*Task goal*.
Exactly how many lines in the listing contain "concrete"? Respond with the number and nothing more.

*Records to process*.
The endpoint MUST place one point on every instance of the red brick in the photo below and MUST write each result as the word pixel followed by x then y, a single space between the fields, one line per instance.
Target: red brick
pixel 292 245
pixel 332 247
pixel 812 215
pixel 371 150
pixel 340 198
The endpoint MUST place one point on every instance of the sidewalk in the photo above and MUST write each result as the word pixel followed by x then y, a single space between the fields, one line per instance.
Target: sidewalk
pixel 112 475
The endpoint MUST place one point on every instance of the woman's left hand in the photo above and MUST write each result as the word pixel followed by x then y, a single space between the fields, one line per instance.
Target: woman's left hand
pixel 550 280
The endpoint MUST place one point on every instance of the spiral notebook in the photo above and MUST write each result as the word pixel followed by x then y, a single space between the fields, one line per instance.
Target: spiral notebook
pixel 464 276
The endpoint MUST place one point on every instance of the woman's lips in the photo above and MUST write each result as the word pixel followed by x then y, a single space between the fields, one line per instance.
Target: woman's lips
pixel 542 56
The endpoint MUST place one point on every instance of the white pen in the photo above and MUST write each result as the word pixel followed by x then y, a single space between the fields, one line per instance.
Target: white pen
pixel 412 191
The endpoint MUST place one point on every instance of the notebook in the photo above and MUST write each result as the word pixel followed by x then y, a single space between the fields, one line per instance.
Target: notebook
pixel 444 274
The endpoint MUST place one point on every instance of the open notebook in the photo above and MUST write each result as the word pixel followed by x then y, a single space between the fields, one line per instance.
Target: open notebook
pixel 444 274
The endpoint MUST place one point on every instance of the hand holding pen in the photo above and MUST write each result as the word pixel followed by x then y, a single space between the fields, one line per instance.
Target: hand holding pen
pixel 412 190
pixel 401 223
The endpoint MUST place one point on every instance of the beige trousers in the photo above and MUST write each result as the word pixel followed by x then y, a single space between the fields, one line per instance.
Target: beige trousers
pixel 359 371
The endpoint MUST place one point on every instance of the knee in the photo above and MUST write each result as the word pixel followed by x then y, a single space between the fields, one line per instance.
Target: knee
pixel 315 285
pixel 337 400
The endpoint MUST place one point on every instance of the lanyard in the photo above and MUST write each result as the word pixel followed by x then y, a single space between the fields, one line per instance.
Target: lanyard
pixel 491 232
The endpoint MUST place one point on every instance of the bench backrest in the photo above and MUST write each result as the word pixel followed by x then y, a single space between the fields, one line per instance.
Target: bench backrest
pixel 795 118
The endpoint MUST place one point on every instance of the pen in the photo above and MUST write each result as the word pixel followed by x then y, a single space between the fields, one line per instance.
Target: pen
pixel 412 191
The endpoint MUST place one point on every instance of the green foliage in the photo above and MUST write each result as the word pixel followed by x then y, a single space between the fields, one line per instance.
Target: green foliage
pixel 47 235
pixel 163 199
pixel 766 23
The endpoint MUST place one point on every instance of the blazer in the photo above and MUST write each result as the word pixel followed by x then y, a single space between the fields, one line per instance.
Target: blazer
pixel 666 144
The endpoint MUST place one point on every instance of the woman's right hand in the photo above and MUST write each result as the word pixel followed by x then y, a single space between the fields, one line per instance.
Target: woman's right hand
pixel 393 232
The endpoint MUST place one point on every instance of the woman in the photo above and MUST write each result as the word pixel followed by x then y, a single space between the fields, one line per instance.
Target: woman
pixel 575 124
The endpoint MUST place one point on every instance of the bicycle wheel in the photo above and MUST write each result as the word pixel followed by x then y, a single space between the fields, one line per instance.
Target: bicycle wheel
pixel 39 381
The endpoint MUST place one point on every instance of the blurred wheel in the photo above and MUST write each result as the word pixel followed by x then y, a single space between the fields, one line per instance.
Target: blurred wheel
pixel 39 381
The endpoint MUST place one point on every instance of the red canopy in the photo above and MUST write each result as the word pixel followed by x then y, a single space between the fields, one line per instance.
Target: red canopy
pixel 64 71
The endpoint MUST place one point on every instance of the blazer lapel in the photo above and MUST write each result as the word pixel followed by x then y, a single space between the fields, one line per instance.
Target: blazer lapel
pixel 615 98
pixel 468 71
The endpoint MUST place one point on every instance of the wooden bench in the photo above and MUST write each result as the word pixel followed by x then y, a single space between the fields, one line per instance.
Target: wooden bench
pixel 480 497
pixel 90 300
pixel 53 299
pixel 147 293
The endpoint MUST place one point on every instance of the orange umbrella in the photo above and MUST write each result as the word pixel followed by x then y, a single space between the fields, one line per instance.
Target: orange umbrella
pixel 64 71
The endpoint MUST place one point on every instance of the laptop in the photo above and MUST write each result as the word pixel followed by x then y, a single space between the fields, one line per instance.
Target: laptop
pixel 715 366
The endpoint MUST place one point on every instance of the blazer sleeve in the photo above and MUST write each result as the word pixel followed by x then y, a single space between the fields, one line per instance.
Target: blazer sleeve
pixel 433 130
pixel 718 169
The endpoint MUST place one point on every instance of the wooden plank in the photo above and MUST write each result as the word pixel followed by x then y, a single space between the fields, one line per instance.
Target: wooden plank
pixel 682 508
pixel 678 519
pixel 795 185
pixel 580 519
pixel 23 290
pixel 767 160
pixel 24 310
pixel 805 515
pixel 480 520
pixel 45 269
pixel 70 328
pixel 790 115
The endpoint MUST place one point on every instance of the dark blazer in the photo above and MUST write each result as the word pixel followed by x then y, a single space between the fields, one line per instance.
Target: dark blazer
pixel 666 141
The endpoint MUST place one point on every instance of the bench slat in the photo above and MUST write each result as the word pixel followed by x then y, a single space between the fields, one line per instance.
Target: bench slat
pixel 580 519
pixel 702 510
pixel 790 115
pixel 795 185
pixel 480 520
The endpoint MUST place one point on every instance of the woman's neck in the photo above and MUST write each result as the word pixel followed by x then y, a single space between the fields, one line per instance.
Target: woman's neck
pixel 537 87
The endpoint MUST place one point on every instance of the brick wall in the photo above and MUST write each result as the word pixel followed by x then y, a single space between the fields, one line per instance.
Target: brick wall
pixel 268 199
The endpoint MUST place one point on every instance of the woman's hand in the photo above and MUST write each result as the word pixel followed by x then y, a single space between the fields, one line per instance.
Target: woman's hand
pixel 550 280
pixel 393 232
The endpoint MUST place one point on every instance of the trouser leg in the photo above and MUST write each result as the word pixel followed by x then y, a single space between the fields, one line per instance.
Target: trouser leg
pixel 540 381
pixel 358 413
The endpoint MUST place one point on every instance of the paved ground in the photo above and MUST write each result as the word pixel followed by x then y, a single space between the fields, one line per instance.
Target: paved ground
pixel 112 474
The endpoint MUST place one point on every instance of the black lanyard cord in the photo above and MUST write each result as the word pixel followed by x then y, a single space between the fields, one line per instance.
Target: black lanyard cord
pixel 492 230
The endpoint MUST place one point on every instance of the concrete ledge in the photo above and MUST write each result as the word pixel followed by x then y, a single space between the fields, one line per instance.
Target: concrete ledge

*Result of this task*.
2